- Passage shown
--- Begin ---

The condition that $a_{i,r}>0$ whenever $a_{j,r}>0$ is satisfied as soon as $j\in\operatorname{an}(i)$ : indeed, in that case, we have $\operatorname{an}(j)\cup\{j\}\subset\operatorname{an}(i)$ , so that $b_{rj}>0$ implies $r\in\operatorname{an}(j)\cup\{j\}$ and thus $r\in\operatorname{an}(i)$ , implying $b_{ri}>0$ . Through the structural equation model (27), a large value appearing at a node $j$ will also be felt at any of its descendants $i$ . We get $\operatorname{\mathbb{P}}(\Theta_{j,i}>0)=1$ for $j\in\operatorname{an}(i)$ , which, by Corollary 3.4, means that the root-change formula (21) applies, by which the law of $\Theta_{j}$ can be recovered from the one of $\Theta_{i}$ . Moreover, Theorem 3.8 applies with $K$ equal to the set of leaf nodes, i.e., the nodes without descendants.

In the special case that the directed acyclic graph is also a directed, rooted tree, every node $i$ has either exactly one parent or is equal to the root node, say $u$ . In that case, the collection of paths $P_{ji}$ between $j\in\operatorname{an}(i)$ and $i\in\{1,\ldots,d\}\setminus\{u\}$ is a singleton, $p=[{j}\rightsquigarrow{i}]$ , and the formula for $b_{ji}$ in (28) simplifies to $b_{ji}=\gamma_{jj}\prod_{e\in[{j}\rightsquigarrow{i}]}\gamma_{e}$ . Furthermore, the tail tree $\Theta_{u}$ in (26) starting from the root node $u$ simplifies to the degenerate distribution at the point $\theta_{u}=(\theta_{u,1},\ldots,\theta_{u,d})$ with coordinates $\theta_{u,j}=\prod_{e\in[{u}\rightsquigarrow{j}]}\gamma_{e}\in(0,\infty)$ for $j\in\{1,\ldots,d\}$ . This is of the form in (7) with degenerate increments $M_{e}=\gamma_{e}$ for all $e\in E$ .

--- End ---

- Data provided
--- Begin ---

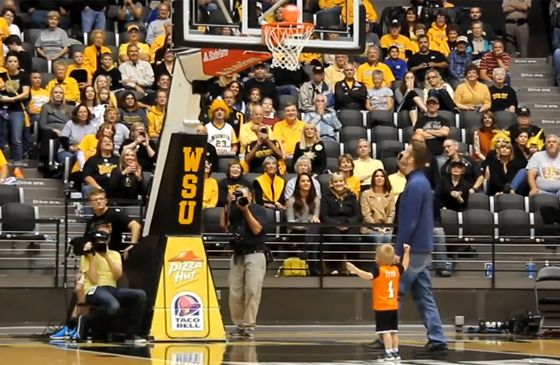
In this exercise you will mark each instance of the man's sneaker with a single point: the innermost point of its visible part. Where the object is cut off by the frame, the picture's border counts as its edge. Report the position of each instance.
(62, 334)
(80, 331)
(135, 340)
(376, 345)
(238, 332)
(386, 357)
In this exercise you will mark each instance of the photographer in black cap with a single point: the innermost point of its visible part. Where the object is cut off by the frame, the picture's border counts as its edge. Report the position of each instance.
(101, 267)
(246, 223)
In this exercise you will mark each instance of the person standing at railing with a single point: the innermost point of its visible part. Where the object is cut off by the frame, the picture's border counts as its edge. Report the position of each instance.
(416, 226)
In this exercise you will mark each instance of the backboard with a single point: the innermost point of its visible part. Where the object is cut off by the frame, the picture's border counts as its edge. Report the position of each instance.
(236, 24)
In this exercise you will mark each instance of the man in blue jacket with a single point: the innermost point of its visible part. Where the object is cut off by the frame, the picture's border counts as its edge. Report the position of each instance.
(416, 225)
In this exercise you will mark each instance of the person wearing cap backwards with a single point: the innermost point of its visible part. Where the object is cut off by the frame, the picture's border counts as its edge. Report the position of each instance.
(365, 70)
(524, 125)
(133, 32)
(310, 89)
(491, 60)
(395, 38)
(454, 193)
(503, 96)
(434, 128)
(459, 59)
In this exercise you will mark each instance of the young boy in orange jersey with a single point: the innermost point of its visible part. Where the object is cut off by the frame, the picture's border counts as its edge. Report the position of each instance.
(385, 278)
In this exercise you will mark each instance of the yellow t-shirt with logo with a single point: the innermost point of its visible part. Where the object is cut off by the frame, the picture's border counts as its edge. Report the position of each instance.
(104, 275)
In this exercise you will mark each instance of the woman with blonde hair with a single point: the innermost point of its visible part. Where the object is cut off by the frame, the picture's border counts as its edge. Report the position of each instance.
(310, 145)
(378, 207)
(340, 210)
(346, 167)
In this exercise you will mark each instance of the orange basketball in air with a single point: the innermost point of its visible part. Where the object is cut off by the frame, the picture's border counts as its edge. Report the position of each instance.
(290, 13)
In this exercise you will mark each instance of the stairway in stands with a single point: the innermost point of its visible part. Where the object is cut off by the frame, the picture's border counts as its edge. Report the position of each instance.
(533, 78)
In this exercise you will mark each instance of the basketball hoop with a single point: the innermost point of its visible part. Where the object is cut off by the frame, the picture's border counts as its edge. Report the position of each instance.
(286, 41)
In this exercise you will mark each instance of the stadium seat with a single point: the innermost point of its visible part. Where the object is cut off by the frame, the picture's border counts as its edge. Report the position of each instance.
(406, 134)
(10, 194)
(332, 148)
(514, 225)
(385, 149)
(450, 223)
(403, 119)
(479, 201)
(449, 116)
(40, 64)
(384, 133)
(31, 35)
(468, 119)
(504, 119)
(509, 201)
(478, 225)
(348, 134)
(350, 118)
(540, 200)
(380, 117)
(390, 165)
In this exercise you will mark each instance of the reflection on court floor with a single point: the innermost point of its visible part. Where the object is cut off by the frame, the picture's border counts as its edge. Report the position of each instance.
(285, 345)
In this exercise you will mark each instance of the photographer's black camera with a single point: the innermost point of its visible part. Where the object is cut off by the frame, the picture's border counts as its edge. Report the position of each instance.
(240, 199)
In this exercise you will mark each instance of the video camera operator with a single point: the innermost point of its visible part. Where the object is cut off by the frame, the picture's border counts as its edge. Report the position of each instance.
(101, 267)
(246, 223)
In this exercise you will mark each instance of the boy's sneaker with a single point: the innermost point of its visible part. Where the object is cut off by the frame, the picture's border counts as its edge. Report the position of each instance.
(386, 357)
(62, 334)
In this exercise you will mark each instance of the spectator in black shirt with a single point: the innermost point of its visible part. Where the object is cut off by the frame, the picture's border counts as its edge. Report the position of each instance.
(434, 129)
(15, 46)
(424, 59)
(349, 93)
(268, 88)
(503, 97)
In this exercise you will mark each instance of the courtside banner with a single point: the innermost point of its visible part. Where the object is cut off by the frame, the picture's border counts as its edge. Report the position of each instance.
(178, 209)
(186, 305)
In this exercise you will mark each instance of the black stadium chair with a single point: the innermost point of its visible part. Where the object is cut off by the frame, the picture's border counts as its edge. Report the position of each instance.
(332, 148)
(10, 194)
(509, 201)
(390, 165)
(348, 134)
(514, 225)
(350, 118)
(504, 119)
(540, 200)
(380, 117)
(478, 225)
(384, 133)
(468, 119)
(385, 149)
(479, 201)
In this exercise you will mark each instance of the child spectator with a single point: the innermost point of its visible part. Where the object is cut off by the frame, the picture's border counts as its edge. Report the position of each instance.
(385, 287)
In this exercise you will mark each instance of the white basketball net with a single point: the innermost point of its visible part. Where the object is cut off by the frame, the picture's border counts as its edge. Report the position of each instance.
(286, 41)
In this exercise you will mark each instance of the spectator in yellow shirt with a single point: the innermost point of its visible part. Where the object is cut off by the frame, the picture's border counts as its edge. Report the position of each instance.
(68, 84)
(288, 131)
(156, 115)
(95, 51)
(395, 38)
(365, 70)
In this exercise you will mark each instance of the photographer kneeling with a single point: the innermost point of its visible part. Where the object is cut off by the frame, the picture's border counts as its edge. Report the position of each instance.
(246, 222)
(101, 268)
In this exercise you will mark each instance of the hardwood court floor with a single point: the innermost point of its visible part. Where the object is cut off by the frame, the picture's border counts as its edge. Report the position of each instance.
(309, 345)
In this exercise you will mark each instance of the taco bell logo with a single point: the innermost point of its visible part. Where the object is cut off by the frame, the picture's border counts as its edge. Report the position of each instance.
(187, 309)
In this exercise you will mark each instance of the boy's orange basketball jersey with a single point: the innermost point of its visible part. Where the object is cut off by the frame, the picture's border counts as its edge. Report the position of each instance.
(385, 291)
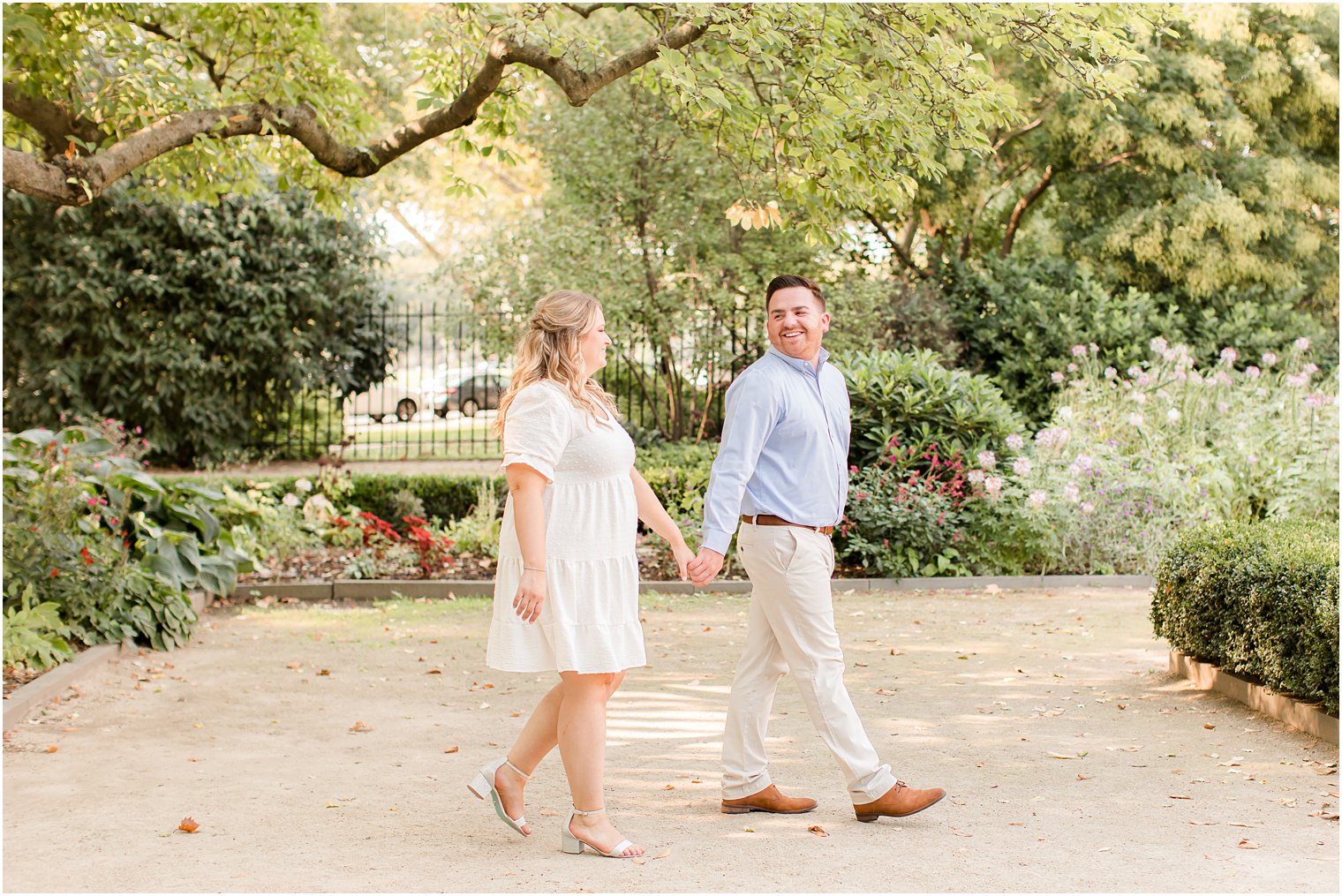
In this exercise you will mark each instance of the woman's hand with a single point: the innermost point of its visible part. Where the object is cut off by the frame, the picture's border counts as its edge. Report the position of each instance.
(683, 555)
(531, 596)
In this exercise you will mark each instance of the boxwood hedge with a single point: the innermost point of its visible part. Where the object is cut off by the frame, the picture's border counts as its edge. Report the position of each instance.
(1259, 599)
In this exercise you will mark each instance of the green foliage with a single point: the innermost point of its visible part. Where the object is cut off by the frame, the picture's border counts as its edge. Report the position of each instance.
(114, 549)
(34, 635)
(478, 531)
(1259, 599)
(910, 399)
(1132, 457)
(196, 323)
(443, 496)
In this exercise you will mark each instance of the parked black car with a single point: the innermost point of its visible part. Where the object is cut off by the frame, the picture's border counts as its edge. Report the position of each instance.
(470, 393)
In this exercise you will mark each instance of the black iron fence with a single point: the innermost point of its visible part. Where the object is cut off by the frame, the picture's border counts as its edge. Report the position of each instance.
(449, 366)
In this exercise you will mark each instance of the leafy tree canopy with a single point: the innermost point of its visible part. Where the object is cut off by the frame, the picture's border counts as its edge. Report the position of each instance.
(833, 102)
(1218, 176)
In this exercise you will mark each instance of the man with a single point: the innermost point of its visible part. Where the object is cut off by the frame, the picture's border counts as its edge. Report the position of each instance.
(782, 469)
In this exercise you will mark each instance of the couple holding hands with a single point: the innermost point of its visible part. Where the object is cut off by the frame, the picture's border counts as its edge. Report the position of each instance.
(567, 593)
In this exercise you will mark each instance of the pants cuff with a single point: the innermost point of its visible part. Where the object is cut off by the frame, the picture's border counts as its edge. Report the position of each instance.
(748, 789)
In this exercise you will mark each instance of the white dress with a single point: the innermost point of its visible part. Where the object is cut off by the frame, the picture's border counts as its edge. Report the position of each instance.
(590, 620)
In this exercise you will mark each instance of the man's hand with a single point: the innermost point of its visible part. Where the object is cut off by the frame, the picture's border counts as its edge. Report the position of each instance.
(705, 568)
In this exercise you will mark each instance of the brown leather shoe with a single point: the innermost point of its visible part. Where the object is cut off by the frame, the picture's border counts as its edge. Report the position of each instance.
(900, 801)
(768, 800)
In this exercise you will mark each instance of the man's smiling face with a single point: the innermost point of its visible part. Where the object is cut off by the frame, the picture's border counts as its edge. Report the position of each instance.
(796, 322)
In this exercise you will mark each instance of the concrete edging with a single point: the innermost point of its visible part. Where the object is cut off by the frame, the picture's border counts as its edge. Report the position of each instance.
(1303, 717)
(441, 589)
(20, 703)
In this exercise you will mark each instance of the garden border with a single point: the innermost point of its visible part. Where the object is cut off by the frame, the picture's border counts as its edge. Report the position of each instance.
(28, 699)
(25, 700)
(1298, 714)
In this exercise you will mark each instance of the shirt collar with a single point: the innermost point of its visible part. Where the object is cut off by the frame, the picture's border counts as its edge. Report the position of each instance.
(799, 363)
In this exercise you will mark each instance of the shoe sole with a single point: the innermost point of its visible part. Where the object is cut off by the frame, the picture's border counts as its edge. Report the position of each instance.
(870, 818)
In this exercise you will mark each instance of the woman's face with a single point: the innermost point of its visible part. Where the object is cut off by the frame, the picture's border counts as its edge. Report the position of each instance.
(593, 345)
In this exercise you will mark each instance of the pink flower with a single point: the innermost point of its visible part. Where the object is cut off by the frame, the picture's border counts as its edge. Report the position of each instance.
(1318, 400)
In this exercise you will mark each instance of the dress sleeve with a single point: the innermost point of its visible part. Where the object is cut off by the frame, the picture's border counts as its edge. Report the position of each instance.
(537, 429)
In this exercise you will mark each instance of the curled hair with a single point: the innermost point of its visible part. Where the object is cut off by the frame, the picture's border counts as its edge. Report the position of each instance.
(550, 349)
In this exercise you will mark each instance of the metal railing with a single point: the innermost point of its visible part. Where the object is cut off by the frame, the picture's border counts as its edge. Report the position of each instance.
(449, 366)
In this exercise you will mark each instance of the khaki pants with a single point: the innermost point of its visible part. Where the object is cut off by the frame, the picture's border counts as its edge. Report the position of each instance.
(792, 627)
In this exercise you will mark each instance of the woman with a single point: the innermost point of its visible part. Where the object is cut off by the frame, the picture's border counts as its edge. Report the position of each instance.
(567, 591)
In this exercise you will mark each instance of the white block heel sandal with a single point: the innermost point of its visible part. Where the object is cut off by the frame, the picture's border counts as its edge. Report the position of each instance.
(573, 844)
(482, 785)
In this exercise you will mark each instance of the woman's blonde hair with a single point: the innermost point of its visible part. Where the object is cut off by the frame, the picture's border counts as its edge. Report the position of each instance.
(549, 349)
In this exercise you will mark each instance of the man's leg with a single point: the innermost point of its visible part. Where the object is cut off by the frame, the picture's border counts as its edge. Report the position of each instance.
(800, 614)
(745, 764)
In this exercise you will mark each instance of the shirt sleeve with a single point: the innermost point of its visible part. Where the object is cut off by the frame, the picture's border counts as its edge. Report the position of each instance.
(537, 429)
(751, 413)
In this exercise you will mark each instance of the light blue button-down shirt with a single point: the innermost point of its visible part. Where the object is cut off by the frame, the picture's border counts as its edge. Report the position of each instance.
(784, 448)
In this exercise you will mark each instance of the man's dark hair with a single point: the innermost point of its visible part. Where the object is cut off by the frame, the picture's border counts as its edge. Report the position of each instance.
(794, 279)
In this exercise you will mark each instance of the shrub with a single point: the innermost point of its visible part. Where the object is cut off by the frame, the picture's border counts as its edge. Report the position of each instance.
(913, 399)
(1258, 599)
(196, 322)
(110, 546)
(1130, 457)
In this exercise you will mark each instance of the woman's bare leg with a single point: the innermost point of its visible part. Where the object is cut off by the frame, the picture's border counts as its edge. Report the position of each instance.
(581, 736)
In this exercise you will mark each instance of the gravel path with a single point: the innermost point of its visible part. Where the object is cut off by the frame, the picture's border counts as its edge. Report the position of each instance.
(1074, 762)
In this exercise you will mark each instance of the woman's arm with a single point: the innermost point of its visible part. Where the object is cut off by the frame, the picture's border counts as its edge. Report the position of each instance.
(526, 486)
(655, 516)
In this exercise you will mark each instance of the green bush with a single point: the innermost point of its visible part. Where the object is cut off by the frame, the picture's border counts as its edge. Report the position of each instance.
(1258, 599)
(110, 546)
(195, 322)
(913, 400)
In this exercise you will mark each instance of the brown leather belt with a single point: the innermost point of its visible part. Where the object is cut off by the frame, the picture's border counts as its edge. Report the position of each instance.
(769, 519)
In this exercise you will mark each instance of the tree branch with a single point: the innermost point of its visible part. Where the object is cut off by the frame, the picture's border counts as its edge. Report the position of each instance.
(1022, 204)
(898, 245)
(53, 121)
(77, 181)
(211, 66)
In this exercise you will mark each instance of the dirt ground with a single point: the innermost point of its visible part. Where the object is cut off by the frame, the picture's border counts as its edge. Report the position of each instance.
(1073, 761)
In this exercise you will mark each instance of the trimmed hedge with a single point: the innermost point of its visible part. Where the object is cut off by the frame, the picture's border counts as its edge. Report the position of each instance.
(1258, 599)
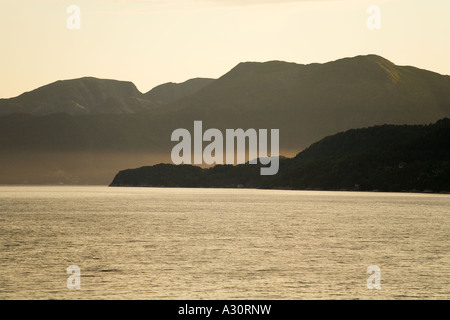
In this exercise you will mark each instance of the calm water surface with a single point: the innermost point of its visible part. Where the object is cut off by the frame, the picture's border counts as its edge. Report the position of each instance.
(148, 243)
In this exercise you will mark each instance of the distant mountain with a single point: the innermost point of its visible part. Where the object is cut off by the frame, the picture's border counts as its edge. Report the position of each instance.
(309, 102)
(79, 96)
(383, 158)
(105, 117)
(171, 92)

--- End ---

- Tasks to perform
- A) Answer these questions from the passage on tail trees:
(i) Which theorem applies with K equal to the set of leaf nodes?
(ii) In the rooted-tree case, what does the tail tree starting from the root node u simplify to?
(iii) What are the degenerate increments M_e equal to?
- B) Transcribe everything in the passage on tail trees from "The condition that" down to "nodes without descendants.".

- The responses
- A)
(i) Theorem 3.8.
(ii) The degenerate distribution at the point θ_u = (θ_{u,1}, …, θ_{u,d}).
(iii) γ_e, for all e in E.

- B)
The condition that $a_{i,r}>0$ whenever $a_{j,r}>0$ is satisfied as soon as $j\in\operatorname{an}(i)$ : indeed, in that case, we have $\operatorname{an}(j)\cup\{j\}\subset\operatorname{an}(i)$ , so that $b_{rj}>0$ implies $r\in\operatorname{an}(j)\cup\{j\}$ and thus $r\in\operatorname{an}(i)$ , implying $b_{ri}>0$ . Through the structural equation model (27), a large value appearing at a node $j$ will also be felt at any of its descendants $i$ . We get $\operatorname{\mathbb{P}}(\Theta_{j,i}>0)=1$ for $j\in\operatorname{an}(i)$ , which, by Corollary 3.4, means that the root-change formula (21) applies, by which the law of $\Theta_{j}$ can be recovered from the one of $\Theta_{i}$ . Moreover, Theorem 3.8 applies with $K$ equal to the set of leaf nodes, i.e., the nodes without descendants.